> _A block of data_
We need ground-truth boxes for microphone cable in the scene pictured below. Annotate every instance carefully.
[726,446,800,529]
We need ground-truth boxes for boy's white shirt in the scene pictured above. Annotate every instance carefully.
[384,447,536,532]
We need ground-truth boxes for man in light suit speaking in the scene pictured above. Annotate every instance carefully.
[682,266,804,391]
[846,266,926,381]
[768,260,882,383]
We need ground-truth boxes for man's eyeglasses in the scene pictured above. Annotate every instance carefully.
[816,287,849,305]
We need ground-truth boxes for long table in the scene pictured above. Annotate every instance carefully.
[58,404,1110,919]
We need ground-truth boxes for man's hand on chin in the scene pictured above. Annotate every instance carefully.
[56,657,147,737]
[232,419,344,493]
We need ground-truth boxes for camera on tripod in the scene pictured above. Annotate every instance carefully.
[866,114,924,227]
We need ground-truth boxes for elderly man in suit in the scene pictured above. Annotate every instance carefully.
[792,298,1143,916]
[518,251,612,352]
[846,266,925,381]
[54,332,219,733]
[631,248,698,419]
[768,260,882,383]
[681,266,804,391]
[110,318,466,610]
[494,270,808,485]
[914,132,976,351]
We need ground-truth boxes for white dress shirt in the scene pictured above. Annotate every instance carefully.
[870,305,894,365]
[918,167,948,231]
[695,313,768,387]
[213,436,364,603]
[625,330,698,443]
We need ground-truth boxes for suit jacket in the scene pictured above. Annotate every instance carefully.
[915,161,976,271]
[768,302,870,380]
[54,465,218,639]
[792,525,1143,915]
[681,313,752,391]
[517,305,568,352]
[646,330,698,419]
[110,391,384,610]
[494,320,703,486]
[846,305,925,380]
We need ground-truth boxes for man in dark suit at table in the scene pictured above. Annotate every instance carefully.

> _Problem details_
Format each line of the data above as a string in a JSON list, one string per line, leaving out any blank lines.

> _Output below_
[
  "We need ground-truth boxes for microphone cable in the scene pictured below. Annotate every instance carefully.",
  "[726,446,800,529]",
  "We need ground-truth boxes for boy's white shirt in the scene pictured above. Annotate every instance carefully.",
  "[384,447,536,532]",
  "We need ground-truth boxes for man in light suit speaking in the scene pictured above. Annotate every instance carefully.",
  "[682,266,804,391]",
  "[846,266,926,381]",
  "[768,260,882,383]",
  "We need ground-truth boxes for man's eyeglasses in the scene pictured above. Annotate every instance carefully.",
  "[816,287,849,305]",
  "We need ground-truth boxes for long table in the scene pictured above. Annotate every instance carefully.",
  "[58,404,1110,919]",
  "We need ground-truth boxes for man's hand on chin in the scene pictured above. Annotate every instance carefully.",
  "[56,657,147,737]",
  "[232,419,344,493]",
  "We need ground-truth boxes for camera on tripod in the scene pictured above. Annotate every instance carefully.",
  "[866,114,924,227]",
  "We need ground-truth boxes for elderly man in suit in the scene pictured above. Annotate every instance carefully.",
  "[792,298,1143,916]",
  "[518,251,612,352]",
  "[846,266,925,381]",
  "[54,332,219,733]",
  "[631,248,698,419]",
  "[768,260,882,383]",
  "[681,266,804,391]",
  "[110,318,466,610]",
  "[494,270,808,485]",
  "[914,132,976,351]",
  "We need ground-truth boxes for white dress shirt in the scene pictured above. Annotate every instance carefully.",
  "[870,305,894,365]",
  "[918,167,948,231]",
  "[695,313,768,387]",
  "[213,436,364,603]",
  "[625,330,698,443]",
  "We need ground-truth boxes for suit jacket in the scene pictured above. Annotate every instance carefully.",
  "[915,161,976,271]",
  "[768,302,870,380]",
  "[54,465,218,639]",
  "[792,525,1143,915]",
  "[681,313,752,391]",
  "[517,305,568,352]",
  "[646,330,698,419]",
  "[110,391,384,610]",
  "[494,320,703,486]",
  "[846,305,925,380]",
  "We need ground-truth boxes for man in dark suit at table in the scene pictured above. Annotate every instance carefully."
]